§ PASSAGE TO READ:
════════════════════

You may wish to read an introduction to this section first.
(above) View of the baths (left) and of the main building (right); (below) larger view which includes the Elliptical Peristyle (far right) and shows the low position of the complex
The Villa Romana del Casale is a Late Roman Villa (or Palace), dating from the late 3rd and early 4th century AD. What makes it unique among other surviving Roman villas are its floors, that are covered almost completely with well preserved (and coloured) mosaics. There are over 50 rooms full of them, in total ca. 3500 square meters. From the UNESCO World Heritage List website.
Mosaic in a room adjoining the Rectangular Peristyle and leading to the Baths which is assumed to portray Eutropia, wife of Emperor Maximian with her two children Fausta and Maxentius (note the symbolic depiction of shadows which shows up in many other mosaics)
The site of a large Roman villa in the centre of Sicily at some 700 meters above sea level was identified in the XIXth century, but systematic excavations were carried out only after 1929. The many mosaics which embellished the villa were easily dated owing to their style and subjects, but the almost total lack of inscriptions, either in the mosaics or in the buildings, did not provide clear references to the landlord of the villa. He is generally believed to have been a member of the Roman senatorial class having links with Emperor Maximian, perhaps Gaius Caeionius Rufius Volusianus, who was governor of the Province of Africa in 305 and Praefectus Urbi in 310.
The villa was the residence of the owner of a latifundum, a large estate which archaeologists suggest was Philosophiana, a location mentioned in a description of the road between Catania and Agrigento. The complex of buildings must have included workshops, lodgings for servants and slaves, stables, etc. which are yet to be unearthed. Two aqueducts supplied it with water. That shown above ended at the baths, the other one reached a fountain in the Rectangular Peristyle and from there a latrine outside the main building.
The landlord must have been very confident about the security of his residence because he chose to build it in a sort of hole surrounded by low hills. It is likely that his real estate spread across a vast territory and was manned by thousands of farmers on whose loyalty he relied.
Latrine opposite the Baths
This large latrine is located near the courtyard which led to the entrance to the main building. Because two other latrines have been identified near the baths and behind the residential apartments, it is likely that this latrine was used by clientes (people who had obligations towards the landlord) and guests. This raises the question of whom these people were and why they came to this place. The villa was remote from the sea and the major towns.
Baths: (left) one of three parallel "calidaria" (hot rooms); (right) small pool adjoining the "frigidarium" (cold room)
The size, decoration and design of the baths indicate that they were meant for a relatively large number of people. They were accessed from the main building which suggests they were used only by the landlord, his close assistants and his guests. There were three hot rooms which had separate heating systems so that temperatures could vary. One of them was a laconicum, a dry sweating room.
Baths: "frigidarium" (details of the mosaic are shown in another page)
The design of the cold room was not dictated by heating requirements and that at Villa del Casale was an octagonal room with granite columns and marble capitals which had a purely decorative purpose; they were placed at the sides of niches or passages to other sections of the baths. The niches might have been used for placing clothes. Usually Roman baths were embellished with statues, but archaeologists did not find them here.

════════════════════

§ Coordinate annotation entries:
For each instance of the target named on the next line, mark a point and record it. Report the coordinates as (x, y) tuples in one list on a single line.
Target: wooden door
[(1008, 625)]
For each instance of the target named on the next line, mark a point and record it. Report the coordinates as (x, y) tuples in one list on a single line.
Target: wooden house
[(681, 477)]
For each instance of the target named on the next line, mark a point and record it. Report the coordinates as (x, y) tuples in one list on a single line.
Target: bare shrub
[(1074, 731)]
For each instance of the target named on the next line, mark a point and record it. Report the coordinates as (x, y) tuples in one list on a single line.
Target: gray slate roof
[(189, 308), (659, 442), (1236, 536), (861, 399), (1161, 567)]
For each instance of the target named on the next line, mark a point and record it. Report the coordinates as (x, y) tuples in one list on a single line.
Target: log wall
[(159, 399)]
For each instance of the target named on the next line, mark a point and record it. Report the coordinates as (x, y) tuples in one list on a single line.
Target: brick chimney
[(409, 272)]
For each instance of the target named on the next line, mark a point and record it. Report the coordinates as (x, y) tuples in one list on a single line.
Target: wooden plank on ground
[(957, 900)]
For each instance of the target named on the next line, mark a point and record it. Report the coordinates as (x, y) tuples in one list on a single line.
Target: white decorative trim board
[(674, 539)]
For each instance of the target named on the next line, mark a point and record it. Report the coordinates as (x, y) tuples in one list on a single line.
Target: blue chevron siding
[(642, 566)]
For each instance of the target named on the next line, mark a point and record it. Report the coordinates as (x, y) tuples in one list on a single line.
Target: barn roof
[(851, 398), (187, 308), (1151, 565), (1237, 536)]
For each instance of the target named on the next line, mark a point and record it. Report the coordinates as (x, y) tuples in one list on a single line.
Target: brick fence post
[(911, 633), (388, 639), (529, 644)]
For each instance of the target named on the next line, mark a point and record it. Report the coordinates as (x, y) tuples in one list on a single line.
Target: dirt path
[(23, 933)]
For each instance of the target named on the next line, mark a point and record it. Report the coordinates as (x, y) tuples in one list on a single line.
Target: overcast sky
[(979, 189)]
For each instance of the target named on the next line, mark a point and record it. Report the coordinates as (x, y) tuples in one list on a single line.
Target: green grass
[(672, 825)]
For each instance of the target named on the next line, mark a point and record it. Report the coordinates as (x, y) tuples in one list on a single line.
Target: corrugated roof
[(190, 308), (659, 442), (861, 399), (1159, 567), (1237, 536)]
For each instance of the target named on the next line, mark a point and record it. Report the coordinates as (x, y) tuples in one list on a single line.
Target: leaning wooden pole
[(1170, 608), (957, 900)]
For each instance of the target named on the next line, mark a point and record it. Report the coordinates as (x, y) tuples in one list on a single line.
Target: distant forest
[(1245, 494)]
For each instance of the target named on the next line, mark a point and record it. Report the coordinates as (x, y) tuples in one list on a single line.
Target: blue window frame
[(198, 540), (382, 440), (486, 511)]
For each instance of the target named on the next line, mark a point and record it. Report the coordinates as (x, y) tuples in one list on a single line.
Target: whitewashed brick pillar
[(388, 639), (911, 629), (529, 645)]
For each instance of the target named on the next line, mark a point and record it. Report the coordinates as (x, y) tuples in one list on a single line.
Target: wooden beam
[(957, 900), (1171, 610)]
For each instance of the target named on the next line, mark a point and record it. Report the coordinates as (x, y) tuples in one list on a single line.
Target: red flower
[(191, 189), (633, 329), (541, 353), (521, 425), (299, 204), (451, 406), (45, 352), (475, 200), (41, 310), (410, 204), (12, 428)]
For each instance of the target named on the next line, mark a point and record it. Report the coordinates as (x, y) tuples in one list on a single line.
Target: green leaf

════════════════════

§ TASK TO CARRY OUT:
In the text on the Villa Romana del Casale, after what year were systematic excavations of the site carried out? Draw only on the text about the villa, not on the data.

§ FINISHED TASK:
After 1929.